__MATERIAL FOR THIS TASK__
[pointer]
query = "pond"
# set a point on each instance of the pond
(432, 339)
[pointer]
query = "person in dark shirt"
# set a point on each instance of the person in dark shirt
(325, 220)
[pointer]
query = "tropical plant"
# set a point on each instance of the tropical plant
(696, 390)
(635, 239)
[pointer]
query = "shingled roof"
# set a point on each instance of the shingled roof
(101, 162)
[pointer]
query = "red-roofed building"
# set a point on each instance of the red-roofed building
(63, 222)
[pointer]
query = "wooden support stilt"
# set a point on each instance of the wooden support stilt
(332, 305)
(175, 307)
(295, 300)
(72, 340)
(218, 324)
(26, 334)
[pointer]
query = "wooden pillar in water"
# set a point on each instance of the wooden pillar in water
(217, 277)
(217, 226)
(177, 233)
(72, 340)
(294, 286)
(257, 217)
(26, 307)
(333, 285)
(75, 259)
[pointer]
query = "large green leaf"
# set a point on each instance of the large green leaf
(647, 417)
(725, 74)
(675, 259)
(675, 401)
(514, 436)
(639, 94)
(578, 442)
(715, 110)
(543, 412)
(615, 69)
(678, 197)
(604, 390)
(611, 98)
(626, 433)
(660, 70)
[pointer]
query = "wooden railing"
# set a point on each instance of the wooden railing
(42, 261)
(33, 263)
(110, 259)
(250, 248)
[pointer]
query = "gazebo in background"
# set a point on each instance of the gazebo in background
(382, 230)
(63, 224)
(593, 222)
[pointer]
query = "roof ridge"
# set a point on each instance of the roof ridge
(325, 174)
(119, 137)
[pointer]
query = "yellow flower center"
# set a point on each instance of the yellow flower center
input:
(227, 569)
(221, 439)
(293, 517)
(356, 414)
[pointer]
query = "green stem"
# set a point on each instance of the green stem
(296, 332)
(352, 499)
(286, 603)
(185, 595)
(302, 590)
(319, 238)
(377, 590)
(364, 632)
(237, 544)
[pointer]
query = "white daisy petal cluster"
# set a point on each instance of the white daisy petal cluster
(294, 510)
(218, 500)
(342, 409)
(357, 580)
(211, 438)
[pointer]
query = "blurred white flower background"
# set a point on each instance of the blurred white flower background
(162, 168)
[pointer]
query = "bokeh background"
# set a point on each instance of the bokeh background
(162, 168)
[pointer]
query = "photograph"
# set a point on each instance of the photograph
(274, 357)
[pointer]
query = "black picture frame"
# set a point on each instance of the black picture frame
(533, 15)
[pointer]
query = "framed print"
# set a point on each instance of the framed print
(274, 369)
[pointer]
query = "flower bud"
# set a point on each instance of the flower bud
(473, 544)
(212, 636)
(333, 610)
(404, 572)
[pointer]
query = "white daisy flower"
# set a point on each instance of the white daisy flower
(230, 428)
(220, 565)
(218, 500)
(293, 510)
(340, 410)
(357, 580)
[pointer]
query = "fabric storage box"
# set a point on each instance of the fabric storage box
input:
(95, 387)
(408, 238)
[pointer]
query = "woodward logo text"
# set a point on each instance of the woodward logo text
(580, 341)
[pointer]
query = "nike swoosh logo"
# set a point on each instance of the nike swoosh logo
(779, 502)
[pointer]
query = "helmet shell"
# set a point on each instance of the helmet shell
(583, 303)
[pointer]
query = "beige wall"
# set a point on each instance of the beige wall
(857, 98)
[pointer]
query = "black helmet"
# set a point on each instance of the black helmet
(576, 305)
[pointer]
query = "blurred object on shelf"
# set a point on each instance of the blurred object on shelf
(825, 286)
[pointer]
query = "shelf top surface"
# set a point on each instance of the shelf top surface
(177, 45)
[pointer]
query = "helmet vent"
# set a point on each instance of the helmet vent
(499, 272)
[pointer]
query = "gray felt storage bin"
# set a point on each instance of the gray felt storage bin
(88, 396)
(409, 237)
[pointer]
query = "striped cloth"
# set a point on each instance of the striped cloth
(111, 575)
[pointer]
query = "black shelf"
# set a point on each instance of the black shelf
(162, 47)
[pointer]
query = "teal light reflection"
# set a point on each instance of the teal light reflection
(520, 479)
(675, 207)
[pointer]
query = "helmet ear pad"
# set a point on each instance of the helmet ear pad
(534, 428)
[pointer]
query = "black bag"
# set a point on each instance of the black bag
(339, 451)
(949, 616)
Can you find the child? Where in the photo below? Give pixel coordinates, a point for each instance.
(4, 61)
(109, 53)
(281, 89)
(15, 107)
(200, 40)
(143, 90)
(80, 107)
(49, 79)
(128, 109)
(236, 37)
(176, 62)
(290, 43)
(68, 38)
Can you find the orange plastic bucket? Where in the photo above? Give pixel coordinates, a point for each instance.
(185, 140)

__WHAT THE TASK ASKS__
Reproduce the material word for word. Leave nothing out.

__OUTPUT OF THE EXERCISE__
[pointer]
query = "pond"
# set a point on each instance of the pond
(432, 339)
[pointer]
query = "person in dark shirt"
# set a point on each instance of the person in dark shirt
(325, 220)
[pointer]
query = "tropical plant"
# set a point on each instance of the tropical plant
(696, 390)
(635, 239)
[pointer]
query = "shingled roof"
# set a point on each instance of the shingled roof
(101, 162)
[pointer]
query = "red-roofed building"
# set a point on each instance of the red-roofed building
(63, 222)
[pointer]
query = "wooden support stilt"
# set a point on each instance of the wooden support stilt
(332, 305)
(175, 307)
(295, 300)
(72, 340)
(218, 324)
(26, 334)
[pointer]
query = "wooden pillar in water"
# set a point on each instance of the wooden pillar in water
(217, 277)
(217, 226)
(177, 233)
(72, 340)
(294, 286)
(257, 217)
(26, 307)
(333, 285)
(75, 259)
[pointer]
query = "large green leaf"
# set a point on each instance of the large green leaf
(647, 417)
(725, 74)
(675, 259)
(675, 401)
(514, 436)
(639, 94)
(578, 442)
(715, 110)
(543, 412)
(615, 69)
(678, 197)
(604, 390)
(611, 98)
(626, 433)
(660, 70)
[pointer]
query = "wooden railing"
# set a point on each instance of the wooden railing
(42, 261)
(33, 263)
(110, 259)
(250, 248)
[pointer]
query = "gazebo in background"
# set a point on each instance of the gazebo in background
(382, 230)
(63, 224)
(593, 222)
[pointer]
query = "roof ridge"
# set a point on each instance of the roof ridge
(325, 174)
(119, 137)
[pointer]
query = "yellow flower center"
# set a point on each instance of the yellow flower center
input:
(227, 569)
(221, 439)
(293, 517)
(356, 414)
[pointer]
query = "green stem"
# set a point on each instance of the green stem
(296, 332)
(352, 499)
(286, 603)
(185, 595)
(302, 590)
(319, 238)
(377, 590)
(364, 632)
(237, 544)
[pointer]
query = "white daisy petal cluster"
# set a point on each instance of the white daisy petal cluster
(294, 510)
(218, 500)
(342, 409)
(357, 580)
(211, 438)
[pointer]
query = "blurred white flower background"
# set a point on each instance of the blurred white flower background
(162, 168)
[pointer]
query = "bokeh background"
# set a point on each instance of the bokeh background
(162, 168)
[pointer]
query = "photograph"
# set a point on each instance of the photograph
(274, 357)
[pointer]
query = "black picture frame"
# set a point on each instance of the black picture frame
(533, 15)
[pointer]
query = "framed print"
# set a point on each instance of the framed print
(274, 369)
[pointer]
query = "flower bud"
# set a point on each instance of the flower bud
(473, 544)
(212, 636)
(333, 610)
(404, 572)
[pointer]
query = "white daisy flower"
# set a point on each instance of the white daisy flower
(230, 428)
(220, 565)
(218, 500)
(293, 510)
(340, 410)
(357, 580)
[pointer]
query = "fabric storage box"
# set a point on each instance of the fabric storage box
input:
(95, 387)
(408, 238)
[pointer]
query = "woodward logo text"
# set a point on each instance of the woodward logo text
(580, 341)
[pointer]
query = "nike swoosh logo"
# set a point on each instance of the nike swoosh logo
(779, 502)
[pointer]
query = "helmet shell"
# set a point on each instance of the helmet shell
(583, 303)
[pointer]
query = "beige wall"
# set a point on each instance of the beige wall
(857, 98)
[pointer]
query = "black helmet"
# set a point on each instance of the black helmet
(576, 305)
[pointer]
query = "blurred object on shelf"
# set a point on each instance of the blurred object on shelf
(825, 286)
[pointer]
query = "shelf top surface"
# set a point on each instance of the shelf top surface
(177, 45)
[pointer]
query = "helmet vent"
# set a point on each instance of the helmet vent
(499, 272)
[pointer]
query = "gray felt storage bin"
# set a point on each instance of the gray felt storage bin
(88, 396)
(409, 237)
[pointer]
query = "striped cloth"
# set a point on each instance of the striped cloth
(111, 575)
[pointer]
query = "black shelf"
# set a point on each instance of the black shelf
(162, 47)
[pointer]
query = "teal light reflection"
# set a point on each instance of the teal light reflection
(520, 479)
(675, 207)
[pointer]
query = "helmet ear pad"
# set a point on each instance of the helmet ear pad
(534, 428)
[pointer]
query = "black bag"
# set a point on each instance of the black bag
(339, 451)
(949, 616)
Can you find the child? Where in the photo below? Give pixel coordinates, a point for each instance.
(4, 61)
(109, 53)
(281, 89)
(15, 107)
(200, 40)
(143, 90)
(80, 107)
(49, 79)
(128, 109)
(236, 37)
(176, 62)
(290, 43)
(68, 38)
Can you find the orange plastic bucket? Where in the photo above? Give pixel coordinates, a point for each instance.
(185, 140)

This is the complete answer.